> _PAGE EXTRACT_:
******************************
Magnatone is an American company that produces guitar amplifiers. The company was founded in 1937, producing amps and guitars until closing down in 1969. The brand was revived in 2013 by Ted Kornblum to produce both new amp models and models that pay tribute to Magantone's original era.

==History==
Magnatone amplifiers began in the late 1930s as the Dickerson Musical Instrument Company founded by Delbert J. Dickerson in southern California. Beginning in the late 1930s, Magna Electronics was known as Dickerson Musical Instrument Manufacturing Company and produced amplifiers, Hawaiian and steel guitars.

In the 1940s, Gaston Fator Guitar Studios in Los Angeles bought the business from Dickerson. Fator owned it for a few years, and then sold it to Art Duhamell around 1946, who changed the name to Magnatone.

In the 1950s and 1960s, the company produced vibrato-equipped amplifiers which were used by musicians including Buddy Holly and Lonnie Mack. The 'real' vibrato effect called F.M. Vibrato was distinct in sound and design from the more common tremolo circuits found on Fender amplifiers.

In the hands of its new owner, Art Duhamell, the amplifier and guitar brand name was changed to Magnatone, and the company name was Magna Electronics Company. Duhamell built Magnatones alongside record players, radios, and speakers. By 1950, Magna expanded from their Jefferson Boulevard, Los Angeles location with three new buildings at 9749 S. Freeman Ave. and employed more than twenty-five employees.

Paul Bigsby designed solid-body guitars for Magnatone from 1955-1957.

Pioneering blues-rock guitar soloist Lonnie Mack used Magnatone vibrato amps almost exclusively. A Magnatone amp was also the basis of the signature guitar sound of Robert Ward. They are still used today by musicians including Neil Young, who uses a 280 Stereo in his live rig.

==Revival==
The brand was revived in early 2013 with a line of boutique amps, some of which are reproductions of previous Magnatone designs. The brand name was revived by Ted Kornblum (formerly of Ampeg and St. Louis Music), and input on the amps' respective designs was provided by Billy Gibbons and Neil Young's guitar tech, Larry Cragg. The new line of six different Magnatone models debuted at the 2013 NAMM Show in Anaheim, California.
******************************
> _EXTRACTED ENTRIES_:
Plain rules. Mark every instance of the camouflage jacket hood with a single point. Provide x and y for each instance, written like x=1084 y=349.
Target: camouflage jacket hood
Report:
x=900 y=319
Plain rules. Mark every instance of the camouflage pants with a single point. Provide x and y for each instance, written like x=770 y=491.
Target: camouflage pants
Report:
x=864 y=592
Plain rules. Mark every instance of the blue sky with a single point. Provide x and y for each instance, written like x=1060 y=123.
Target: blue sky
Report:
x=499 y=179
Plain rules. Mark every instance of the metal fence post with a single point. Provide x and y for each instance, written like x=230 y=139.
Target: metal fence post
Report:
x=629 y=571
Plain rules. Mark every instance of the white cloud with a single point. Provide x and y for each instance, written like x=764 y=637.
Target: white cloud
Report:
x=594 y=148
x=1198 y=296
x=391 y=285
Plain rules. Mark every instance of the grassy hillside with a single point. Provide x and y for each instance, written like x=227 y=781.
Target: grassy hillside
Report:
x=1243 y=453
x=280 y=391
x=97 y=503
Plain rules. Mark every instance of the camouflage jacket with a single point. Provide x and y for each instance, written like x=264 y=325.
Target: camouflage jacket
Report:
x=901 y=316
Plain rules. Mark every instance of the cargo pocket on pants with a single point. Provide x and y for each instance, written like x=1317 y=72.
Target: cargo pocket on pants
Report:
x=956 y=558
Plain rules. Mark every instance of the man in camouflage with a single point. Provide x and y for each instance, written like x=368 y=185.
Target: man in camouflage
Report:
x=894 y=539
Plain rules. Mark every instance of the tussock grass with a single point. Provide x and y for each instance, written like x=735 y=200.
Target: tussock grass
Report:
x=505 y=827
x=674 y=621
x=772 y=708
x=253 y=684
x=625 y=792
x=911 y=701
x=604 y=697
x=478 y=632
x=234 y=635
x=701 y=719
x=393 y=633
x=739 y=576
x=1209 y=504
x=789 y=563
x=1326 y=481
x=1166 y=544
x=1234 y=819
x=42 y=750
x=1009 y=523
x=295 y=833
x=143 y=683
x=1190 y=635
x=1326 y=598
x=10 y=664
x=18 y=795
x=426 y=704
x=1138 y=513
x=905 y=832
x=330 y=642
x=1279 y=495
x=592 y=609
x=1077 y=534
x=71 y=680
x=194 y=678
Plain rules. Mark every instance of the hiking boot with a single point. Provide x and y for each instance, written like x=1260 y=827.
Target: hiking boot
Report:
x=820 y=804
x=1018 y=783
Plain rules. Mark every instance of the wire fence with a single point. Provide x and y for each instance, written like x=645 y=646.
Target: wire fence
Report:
******************************
> _TASKS TO PERFORM_:
1/ From the Magnatone passage above, set down the portion that begins at the words "In the hands" and stops after the words "his live rig.".
2/ Answer these questions using the Magnatone passage.
(a) In what year was the company founded?
(b) Who bought the business from Dickerson in the 1940s?
(c) At what event did the new line of six Magnatone models debut?

> _RESPONSE LIST_:
1/
In the hands of its new owner, Art Duhamell, the amplifier and guitar brand name was changed to Magnatone, and the company name was Magna Electronics Company. Duhamell built Magnatones alongside record players, radios, and speakers. By 1950, Magna expanded from their Jefferson Boulevard, Los Angeles location with three new buildings at 9749 S. Freeman Ave. and employed more than twenty-five employees.

Paul Bigsby designed solid-body guitars for Magnatone from 1955-1957.

Pioneering blues-rock guitar soloist Lonnie Mack used Magnatone vibrato amps almost exclusively. A Magnatone amp was also the basis of the signature guitar sound of Robert Ward. They are still used today by musicians including Neil Young, who uses a 280 Stereo in his live rig.

2/
(a) 1937
(b) Gaston Fator Guitar Studios in Los Angeles
(c) The 2013 NAMM Show in Anaheim, California